* Data for the task
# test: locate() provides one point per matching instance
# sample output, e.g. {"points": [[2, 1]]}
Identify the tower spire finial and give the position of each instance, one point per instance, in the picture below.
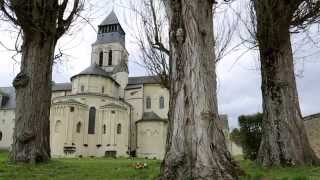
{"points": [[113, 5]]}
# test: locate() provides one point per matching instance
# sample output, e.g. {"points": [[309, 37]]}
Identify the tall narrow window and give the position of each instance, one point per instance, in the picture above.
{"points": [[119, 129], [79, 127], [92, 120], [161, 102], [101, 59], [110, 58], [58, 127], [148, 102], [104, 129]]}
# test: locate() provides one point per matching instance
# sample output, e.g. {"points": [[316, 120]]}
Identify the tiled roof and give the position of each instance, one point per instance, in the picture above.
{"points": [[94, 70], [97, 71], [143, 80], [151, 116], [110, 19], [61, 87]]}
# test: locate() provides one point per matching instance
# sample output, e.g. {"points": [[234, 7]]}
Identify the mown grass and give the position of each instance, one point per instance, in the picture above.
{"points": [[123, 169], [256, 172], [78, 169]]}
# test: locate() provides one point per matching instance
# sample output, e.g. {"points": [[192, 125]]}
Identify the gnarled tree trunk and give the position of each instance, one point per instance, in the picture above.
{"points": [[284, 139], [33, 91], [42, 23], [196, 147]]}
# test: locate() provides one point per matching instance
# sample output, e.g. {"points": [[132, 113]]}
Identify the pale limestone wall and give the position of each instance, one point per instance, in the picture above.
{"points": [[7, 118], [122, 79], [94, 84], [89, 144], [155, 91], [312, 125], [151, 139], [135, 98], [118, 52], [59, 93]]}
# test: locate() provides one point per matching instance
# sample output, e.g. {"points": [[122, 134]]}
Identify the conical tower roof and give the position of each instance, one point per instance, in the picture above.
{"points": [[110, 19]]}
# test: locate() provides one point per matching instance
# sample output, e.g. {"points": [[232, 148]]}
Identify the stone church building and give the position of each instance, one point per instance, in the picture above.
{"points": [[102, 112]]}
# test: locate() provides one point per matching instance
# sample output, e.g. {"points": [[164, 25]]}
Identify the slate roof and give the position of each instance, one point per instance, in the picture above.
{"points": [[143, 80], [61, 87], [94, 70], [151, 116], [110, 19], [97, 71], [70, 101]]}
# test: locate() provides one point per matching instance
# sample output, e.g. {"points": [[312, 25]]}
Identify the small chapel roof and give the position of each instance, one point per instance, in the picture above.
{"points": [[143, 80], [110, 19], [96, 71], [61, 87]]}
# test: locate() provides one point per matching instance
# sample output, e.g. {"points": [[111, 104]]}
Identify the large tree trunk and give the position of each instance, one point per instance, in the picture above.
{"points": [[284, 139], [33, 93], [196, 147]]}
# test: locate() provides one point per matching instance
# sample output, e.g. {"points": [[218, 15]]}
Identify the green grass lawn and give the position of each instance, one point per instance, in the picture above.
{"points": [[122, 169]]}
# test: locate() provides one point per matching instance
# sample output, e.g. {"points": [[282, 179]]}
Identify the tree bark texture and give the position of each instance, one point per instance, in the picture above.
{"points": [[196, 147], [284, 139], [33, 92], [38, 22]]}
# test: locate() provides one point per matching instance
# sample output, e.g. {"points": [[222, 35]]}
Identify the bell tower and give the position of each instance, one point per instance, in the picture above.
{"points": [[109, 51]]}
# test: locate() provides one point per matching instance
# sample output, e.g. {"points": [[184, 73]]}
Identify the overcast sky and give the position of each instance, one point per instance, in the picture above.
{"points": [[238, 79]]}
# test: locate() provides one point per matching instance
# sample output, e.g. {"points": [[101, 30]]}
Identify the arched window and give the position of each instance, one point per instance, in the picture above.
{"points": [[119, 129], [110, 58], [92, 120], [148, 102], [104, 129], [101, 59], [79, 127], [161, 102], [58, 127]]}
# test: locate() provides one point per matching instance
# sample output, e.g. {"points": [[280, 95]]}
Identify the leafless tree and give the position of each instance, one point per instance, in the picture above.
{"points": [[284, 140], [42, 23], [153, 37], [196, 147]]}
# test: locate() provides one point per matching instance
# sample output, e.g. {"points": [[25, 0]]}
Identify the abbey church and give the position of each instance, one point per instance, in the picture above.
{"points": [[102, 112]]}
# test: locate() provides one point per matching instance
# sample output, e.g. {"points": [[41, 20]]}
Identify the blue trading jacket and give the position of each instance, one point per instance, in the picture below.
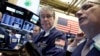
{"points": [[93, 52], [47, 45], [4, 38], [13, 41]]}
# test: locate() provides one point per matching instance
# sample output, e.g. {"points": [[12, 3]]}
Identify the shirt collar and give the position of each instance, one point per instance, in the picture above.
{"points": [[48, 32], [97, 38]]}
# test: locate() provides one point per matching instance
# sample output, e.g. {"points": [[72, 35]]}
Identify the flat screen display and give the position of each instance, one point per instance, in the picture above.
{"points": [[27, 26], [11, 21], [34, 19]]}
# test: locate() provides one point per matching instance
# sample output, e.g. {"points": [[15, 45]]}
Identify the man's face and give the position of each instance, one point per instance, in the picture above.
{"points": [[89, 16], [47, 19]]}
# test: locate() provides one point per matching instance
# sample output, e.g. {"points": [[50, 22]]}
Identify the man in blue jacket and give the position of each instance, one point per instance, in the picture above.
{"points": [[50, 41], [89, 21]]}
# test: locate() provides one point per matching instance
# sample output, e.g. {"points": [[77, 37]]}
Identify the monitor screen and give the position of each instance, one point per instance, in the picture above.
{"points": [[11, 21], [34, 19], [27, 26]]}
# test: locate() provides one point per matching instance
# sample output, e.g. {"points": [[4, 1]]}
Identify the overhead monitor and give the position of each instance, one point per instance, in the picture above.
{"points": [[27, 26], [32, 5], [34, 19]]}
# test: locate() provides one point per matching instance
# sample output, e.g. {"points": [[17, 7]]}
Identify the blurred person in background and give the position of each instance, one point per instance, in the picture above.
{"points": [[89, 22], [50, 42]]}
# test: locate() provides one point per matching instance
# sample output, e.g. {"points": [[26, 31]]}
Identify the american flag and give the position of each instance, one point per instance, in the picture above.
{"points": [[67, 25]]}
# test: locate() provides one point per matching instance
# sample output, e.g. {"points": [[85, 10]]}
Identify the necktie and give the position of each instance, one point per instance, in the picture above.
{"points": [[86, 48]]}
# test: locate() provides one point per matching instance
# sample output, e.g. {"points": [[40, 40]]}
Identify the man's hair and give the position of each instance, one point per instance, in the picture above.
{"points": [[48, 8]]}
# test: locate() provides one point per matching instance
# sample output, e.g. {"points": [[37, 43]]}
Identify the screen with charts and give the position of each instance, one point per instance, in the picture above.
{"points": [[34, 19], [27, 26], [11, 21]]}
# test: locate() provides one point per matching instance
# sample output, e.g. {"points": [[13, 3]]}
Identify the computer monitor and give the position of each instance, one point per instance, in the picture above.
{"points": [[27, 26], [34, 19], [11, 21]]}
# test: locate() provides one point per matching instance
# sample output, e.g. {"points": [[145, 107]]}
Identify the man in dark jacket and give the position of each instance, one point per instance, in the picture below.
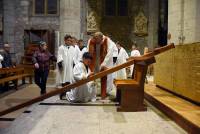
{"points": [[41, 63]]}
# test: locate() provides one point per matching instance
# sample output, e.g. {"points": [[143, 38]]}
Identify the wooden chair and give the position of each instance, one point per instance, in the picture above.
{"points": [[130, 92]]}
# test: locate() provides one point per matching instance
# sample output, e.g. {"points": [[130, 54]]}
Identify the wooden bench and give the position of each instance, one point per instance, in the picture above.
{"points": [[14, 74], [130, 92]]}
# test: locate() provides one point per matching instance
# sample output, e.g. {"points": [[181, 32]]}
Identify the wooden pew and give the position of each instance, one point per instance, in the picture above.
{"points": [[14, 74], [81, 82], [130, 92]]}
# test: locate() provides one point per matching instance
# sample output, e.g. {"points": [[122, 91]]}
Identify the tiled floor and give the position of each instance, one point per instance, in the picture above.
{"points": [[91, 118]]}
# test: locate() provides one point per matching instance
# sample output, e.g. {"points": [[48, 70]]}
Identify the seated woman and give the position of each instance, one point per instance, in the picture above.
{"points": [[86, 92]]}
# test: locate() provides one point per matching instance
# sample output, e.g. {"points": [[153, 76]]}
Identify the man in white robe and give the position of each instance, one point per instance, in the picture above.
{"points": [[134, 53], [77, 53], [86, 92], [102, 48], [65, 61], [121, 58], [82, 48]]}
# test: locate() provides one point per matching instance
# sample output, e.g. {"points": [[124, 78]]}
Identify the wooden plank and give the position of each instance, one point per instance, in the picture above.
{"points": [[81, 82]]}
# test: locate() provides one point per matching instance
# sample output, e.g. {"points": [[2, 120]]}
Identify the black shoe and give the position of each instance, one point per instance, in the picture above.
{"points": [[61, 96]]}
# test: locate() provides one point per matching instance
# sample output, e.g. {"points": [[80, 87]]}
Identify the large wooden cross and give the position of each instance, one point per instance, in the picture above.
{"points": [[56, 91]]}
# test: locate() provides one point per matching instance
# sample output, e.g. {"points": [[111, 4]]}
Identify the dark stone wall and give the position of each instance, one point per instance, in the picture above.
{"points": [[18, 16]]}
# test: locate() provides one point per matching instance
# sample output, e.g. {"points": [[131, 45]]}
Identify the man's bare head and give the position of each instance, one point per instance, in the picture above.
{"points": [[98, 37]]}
* * *
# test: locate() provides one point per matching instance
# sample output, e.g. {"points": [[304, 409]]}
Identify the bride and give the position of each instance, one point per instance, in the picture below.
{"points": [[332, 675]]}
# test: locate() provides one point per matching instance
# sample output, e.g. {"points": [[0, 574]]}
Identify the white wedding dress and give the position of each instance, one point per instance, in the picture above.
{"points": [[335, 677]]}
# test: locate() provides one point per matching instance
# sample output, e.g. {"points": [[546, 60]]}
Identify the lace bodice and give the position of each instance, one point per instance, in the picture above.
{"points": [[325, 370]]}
...
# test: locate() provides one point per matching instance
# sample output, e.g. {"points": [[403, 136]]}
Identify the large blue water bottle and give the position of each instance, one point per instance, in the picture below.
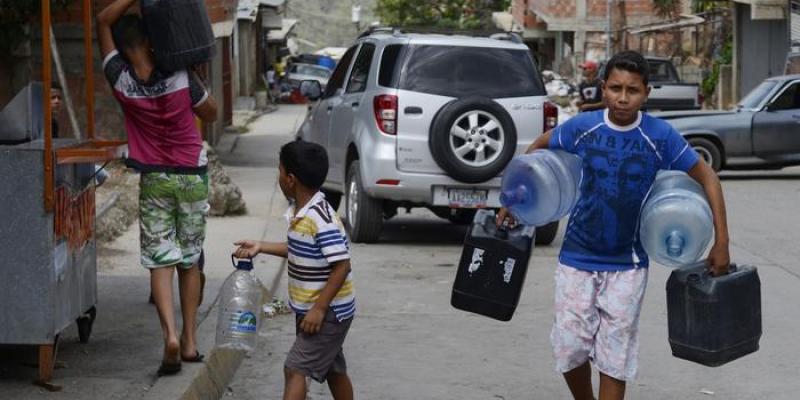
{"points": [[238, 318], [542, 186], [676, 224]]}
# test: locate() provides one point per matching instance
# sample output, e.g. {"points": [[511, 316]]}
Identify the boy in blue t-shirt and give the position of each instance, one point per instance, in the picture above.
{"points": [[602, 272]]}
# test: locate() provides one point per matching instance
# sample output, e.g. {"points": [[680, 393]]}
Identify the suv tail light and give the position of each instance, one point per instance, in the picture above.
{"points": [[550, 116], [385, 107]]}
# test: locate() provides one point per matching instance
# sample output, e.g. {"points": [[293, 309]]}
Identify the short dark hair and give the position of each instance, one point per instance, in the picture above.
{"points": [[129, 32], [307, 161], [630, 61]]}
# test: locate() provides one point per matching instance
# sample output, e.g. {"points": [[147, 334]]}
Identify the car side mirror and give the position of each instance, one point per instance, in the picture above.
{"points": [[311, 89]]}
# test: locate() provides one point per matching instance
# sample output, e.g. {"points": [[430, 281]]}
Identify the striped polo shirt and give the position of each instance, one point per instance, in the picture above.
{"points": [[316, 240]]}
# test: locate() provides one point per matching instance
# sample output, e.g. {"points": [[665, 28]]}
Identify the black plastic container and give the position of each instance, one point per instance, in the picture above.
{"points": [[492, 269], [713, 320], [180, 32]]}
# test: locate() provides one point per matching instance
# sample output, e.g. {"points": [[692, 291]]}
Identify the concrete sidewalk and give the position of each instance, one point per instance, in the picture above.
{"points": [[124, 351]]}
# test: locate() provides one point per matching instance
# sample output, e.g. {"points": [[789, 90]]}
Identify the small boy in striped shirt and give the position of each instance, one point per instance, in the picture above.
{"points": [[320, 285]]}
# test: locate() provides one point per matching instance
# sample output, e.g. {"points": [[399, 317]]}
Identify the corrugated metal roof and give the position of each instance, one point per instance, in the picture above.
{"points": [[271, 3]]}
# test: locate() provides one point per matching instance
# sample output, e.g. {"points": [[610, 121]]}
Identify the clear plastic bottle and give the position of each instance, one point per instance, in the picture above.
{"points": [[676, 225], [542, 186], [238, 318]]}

* What needs to be done
Pull out each line of the data above that contains the word "small", and copy those lines in full.

* Output of the exercise
Identify the small chapel roof and give the position of each instance, one point per instance, in the picture above.
Identify the small boy in striped shirt and give the position of each instance, one point per instance, in the picture above.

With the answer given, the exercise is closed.